[[ Material provided open ]]
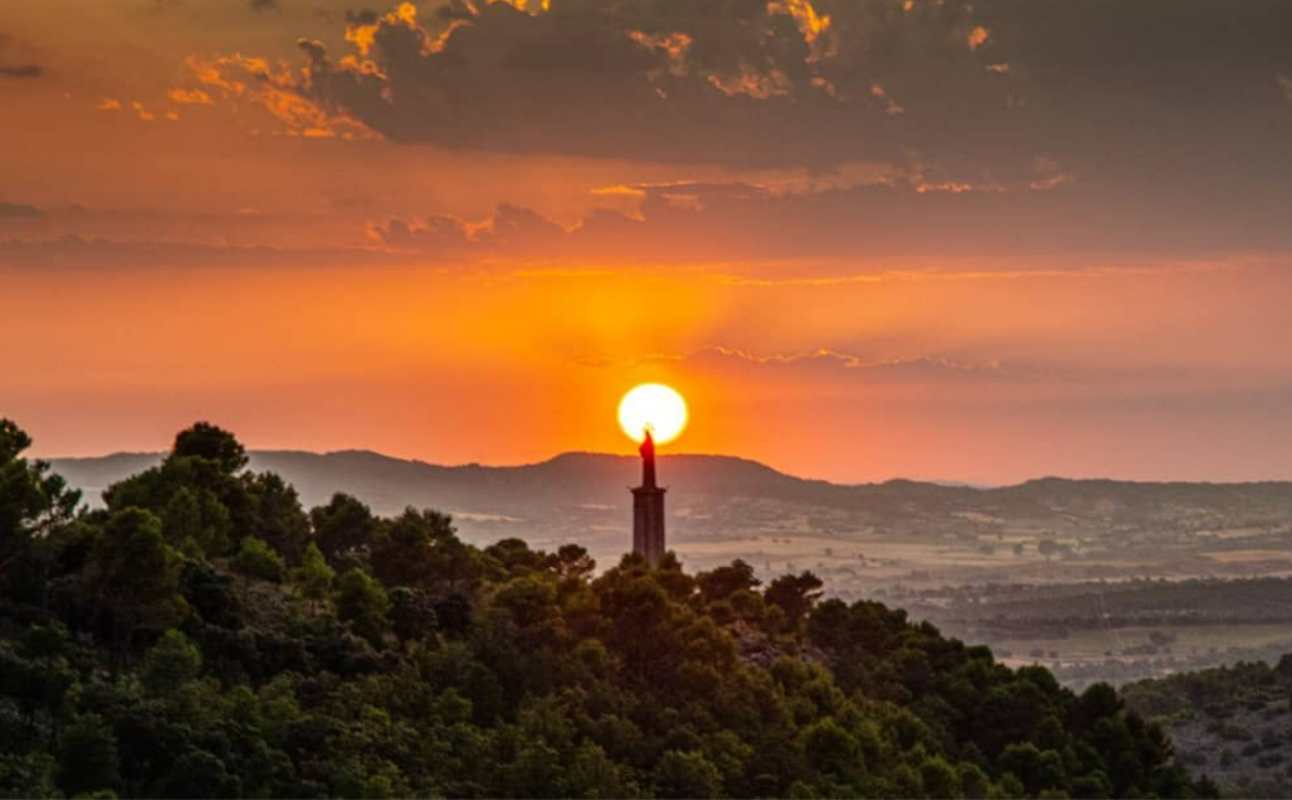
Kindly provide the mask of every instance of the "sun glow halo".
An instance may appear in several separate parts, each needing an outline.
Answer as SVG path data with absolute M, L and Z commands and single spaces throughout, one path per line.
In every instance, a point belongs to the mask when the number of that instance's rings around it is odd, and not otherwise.
M 686 428 L 686 401 L 671 386 L 643 383 L 619 401 L 619 426 L 628 438 L 640 442 L 649 428 L 656 444 L 671 442 Z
[[ Material provided closed ]]
_Task to complete_
The records above should be repeated exactly, with every picture omitted.

_Your solution_
Kindly provide the mask of every instance of the "sun glow halo".
An instance may appear in several separate parts, each needing an outline.
Answer as SVG path data with absolute M, L and Z commands and single spaces throughout, one path per line.
In every instance, a point belongs to the mask when the number of that instance's rings around it is odd, and not otherwise.
M 686 428 L 686 401 L 671 386 L 643 383 L 619 401 L 619 426 L 628 438 L 640 442 L 649 428 L 656 444 L 671 442 Z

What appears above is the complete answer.